— Request —
Select every line below that contains the word "pole", and copy each one out.

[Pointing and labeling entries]
☆ ☆ ☆ ☆ ☆
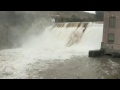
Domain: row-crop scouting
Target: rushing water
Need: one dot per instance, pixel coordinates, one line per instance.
(65, 44)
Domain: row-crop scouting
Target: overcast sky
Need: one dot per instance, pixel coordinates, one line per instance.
(90, 11)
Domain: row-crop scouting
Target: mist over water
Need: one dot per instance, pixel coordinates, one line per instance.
(42, 41)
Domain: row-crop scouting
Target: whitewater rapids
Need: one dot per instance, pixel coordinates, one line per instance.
(55, 43)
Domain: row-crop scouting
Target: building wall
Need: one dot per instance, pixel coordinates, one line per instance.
(108, 30)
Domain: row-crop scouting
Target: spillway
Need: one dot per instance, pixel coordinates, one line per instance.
(58, 42)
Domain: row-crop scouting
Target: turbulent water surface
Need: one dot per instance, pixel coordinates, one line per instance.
(61, 51)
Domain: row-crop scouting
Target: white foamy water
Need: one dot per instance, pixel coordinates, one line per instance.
(53, 44)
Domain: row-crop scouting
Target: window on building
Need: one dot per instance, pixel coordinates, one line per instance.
(112, 22)
(111, 38)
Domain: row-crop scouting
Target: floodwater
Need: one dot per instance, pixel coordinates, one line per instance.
(60, 52)
(80, 68)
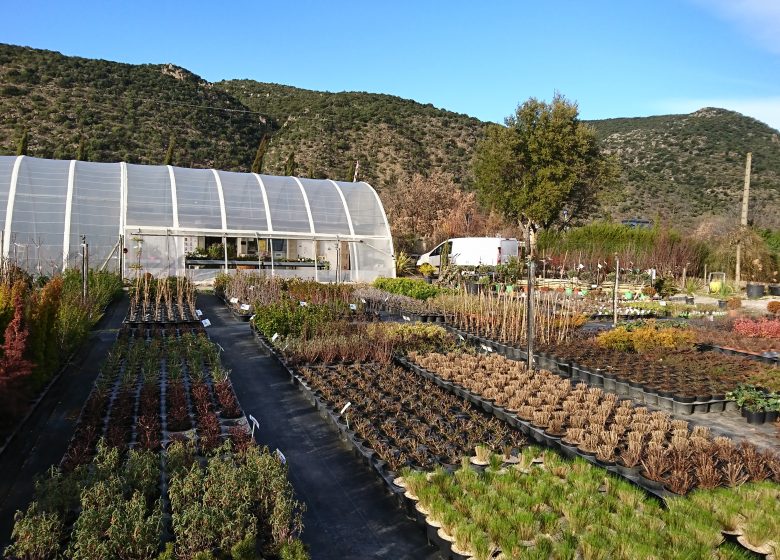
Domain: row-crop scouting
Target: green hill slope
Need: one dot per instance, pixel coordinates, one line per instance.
(122, 111)
(679, 168)
(389, 136)
(687, 167)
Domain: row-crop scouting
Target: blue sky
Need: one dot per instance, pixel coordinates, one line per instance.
(615, 58)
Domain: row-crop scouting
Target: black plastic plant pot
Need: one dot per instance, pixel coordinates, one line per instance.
(754, 417)
(754, 291)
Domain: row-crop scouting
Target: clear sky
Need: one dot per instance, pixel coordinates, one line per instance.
(616, 58)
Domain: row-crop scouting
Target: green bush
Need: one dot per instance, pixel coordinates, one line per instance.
(289, 318)
(293, 550)
(418, 289)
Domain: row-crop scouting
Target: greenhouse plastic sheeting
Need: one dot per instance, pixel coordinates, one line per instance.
(46, 206)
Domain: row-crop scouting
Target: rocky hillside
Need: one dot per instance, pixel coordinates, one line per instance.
(683, 168)
(679, 168)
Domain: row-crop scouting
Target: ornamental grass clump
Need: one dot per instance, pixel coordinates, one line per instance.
(646, 338)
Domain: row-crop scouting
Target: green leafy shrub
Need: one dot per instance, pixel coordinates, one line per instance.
(36, 534)
(418, 289)
(290, 318)
(646, 338)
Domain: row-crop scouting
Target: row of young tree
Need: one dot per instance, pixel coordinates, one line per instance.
(42, 321)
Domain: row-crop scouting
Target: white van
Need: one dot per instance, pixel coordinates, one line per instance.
(473, 251)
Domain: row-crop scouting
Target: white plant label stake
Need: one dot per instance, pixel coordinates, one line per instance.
(343, 410)
(255, 424)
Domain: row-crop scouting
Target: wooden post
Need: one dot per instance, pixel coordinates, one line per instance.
(743, 220)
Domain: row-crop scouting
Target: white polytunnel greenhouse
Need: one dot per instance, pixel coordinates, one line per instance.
(171, 220)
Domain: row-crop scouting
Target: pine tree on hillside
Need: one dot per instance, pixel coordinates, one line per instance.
(257, 164)
(81, 151)
(169, 153)
(351, 172)
(21, 149)
(289, 165)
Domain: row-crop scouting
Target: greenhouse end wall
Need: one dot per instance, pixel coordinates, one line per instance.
(158, 219)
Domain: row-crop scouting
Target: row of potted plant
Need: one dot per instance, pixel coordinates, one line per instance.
(650, 447)
(143, 505)
(150, 391)
(403, 419)
(163, 300)
(545, 507)
(757, 404)
(160, 457)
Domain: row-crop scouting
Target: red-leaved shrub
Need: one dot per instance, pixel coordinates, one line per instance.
(764, 328)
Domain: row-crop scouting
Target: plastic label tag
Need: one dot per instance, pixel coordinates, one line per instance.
(255, 424)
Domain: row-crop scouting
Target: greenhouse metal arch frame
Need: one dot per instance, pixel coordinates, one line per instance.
(150, 218)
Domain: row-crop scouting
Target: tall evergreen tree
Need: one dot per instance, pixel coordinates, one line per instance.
(351, 172)
(543, 160)
(21, 149)
(289, 165)
(169, 153)
(257, 164)
(81, 151)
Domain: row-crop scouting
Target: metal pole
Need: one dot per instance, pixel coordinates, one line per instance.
(271, 245)
(316, 272)
(338, 259)
(224, 246)
(259, 254)
(614, 293)
(530, 314)
(84, 268)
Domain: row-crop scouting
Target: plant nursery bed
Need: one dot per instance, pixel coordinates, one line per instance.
(160, 441)
(652, 449)
(349, 512)
(42, 438)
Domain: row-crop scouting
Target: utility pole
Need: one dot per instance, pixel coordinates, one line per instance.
(84, 268)
(743, 220)
(614, 292)
(529, 307)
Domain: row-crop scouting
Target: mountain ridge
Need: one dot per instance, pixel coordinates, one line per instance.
(684, 168)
☆ ☆ ☆ ☆ ☆
— Output of the task —
Target: metal pole
Target: utility pole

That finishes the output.